THE EXERCISE
Output the data word for word, dropping every image.

— start of INFORMATION SHOWN —

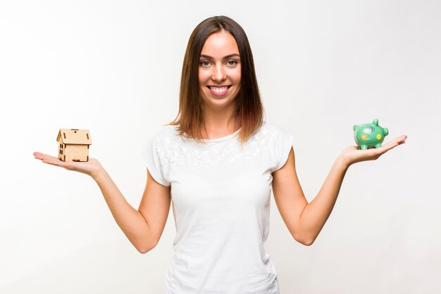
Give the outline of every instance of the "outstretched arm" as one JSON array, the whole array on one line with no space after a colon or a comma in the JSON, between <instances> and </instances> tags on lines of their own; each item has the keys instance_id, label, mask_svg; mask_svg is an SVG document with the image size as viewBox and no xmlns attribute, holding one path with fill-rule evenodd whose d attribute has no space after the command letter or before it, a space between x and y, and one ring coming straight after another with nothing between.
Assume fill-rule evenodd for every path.
<instances>
[{"instance_id":1,"label":"outstretched arm","mask_svg":"<svg viewBox=\"0 0 441 294\"><path fill-rule=\"evenodd\" d=\"M320 191L309 203L299 183L292 148L285 165L273 173L273 192L280 215L293 238L304 245L312 244L333 211L349 167L361 161L375 160L404 143L406 139L406 136L400 136L378 148L346 148L333 165Z\"/></svg>"}]
</instances>

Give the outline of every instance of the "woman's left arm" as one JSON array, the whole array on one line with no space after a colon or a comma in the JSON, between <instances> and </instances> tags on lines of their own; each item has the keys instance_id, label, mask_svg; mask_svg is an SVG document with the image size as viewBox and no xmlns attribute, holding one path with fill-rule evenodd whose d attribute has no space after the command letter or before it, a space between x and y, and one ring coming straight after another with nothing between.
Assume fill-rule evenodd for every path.
<instances>
[{"instance_id":1,"label":"woman's left arm","mask_svg":"<svg viewBox=\"0 0 441 294\"><path fill-rule=\"evenodd\" d=\"M312 244L333 211L349 166L361 161L375 160L404 143L406 139L405 135L400 136L378 148L346 148L333 165L320 191L309 203L297 178L292 148L285 165L273 173L273 193L280 215L292 237L302 244Z\"/></svg>"}]
</instances>

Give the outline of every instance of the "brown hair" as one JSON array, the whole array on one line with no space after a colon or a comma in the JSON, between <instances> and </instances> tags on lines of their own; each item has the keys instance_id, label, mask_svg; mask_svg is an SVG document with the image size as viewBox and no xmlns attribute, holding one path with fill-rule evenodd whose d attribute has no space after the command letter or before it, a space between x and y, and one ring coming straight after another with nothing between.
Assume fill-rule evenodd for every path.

— end of INFORMATION SHOWN —

SOLUTION TO THIS EXERCISE
Give the outline of every instance of the "outstretched arm" as one JSON array, the whole array on one line with no space after a colon or a comma in the JSON, between <instances> and </instances> tags on lines of their own; each item has the keys instance_id, label, mask_svg; mask_svg is an SVG document with the image size as viewBox and no xmlns attribute, holding one path with fill-rule evenodd whose d attribute has no space after the command letter or before it, a space between x and y, and one ring coming straight after another with nothing between.
Assume fill-rule evenodd for every path.
<instances>
[{"instance_id":1,"label":"outstretched arm","mask_svg":"<svg viewBox=\"0 0 441 294\"><path fill-rule=\"evenodd\" d=\"M320 191L309 203L299 183L292 148L285 165L273 173L273 192L280 215L293 238L304 245L312 244L333 211L349 167L361 161L375 160L404 143L406 139L406 136L400 136L378 148L346 148L333 165Z\"/></svg>"}]
</instances>

Give the outline of every instance of the "woman's left arm" as one JSON array, the whole array on one line with no space after a colon or a comma in the JSON, between <instances> and </instances> tags on lines of their own; each item has the keys instance_id, label, mask_svg; mask_svg is an SVG document with the image size as viewBox and no xmlns attribute, holding one path with fill-rule evenodd whose d attribute has no space after the command letter or before it, a space between x and y, and one ring coming straight after another with nothing between.
Assume fill-rule evenodd for every path.
<instances>
[{"instance_id":1,"label":"woman's left arm","mask_svg":"<svg viewBox=\"0 0 441 294\"><path fill-rule=\"evenodd\" d=\"M312 244L333 211L349 166L361 161L375 160L404 143L406 139L405 135L400 136L378 148L346 148L333 165L320 191L309 203L297 178L292 148L285 165L273 173L273 193L280 215L292 237L302 244Z\"/></svg>"}]
</instances>

Give the outline of every instance of the "brown hair" as one JSON array, the whole array on one line with no space after a colon or a comma in the JSON, between <instances> and </instances> tags on lines of their own; each item has the keys instance_id, label, mask_svg; mask_svg is an SVG document with the image size as viewBox and no xmlns attribute, holding one path with fill-rule evenodd whose d attribute has no space after the command letter or before it, a space between x and y, and one ring coming straight after another with nothing between.
Assume fill-rule evenodd for every path.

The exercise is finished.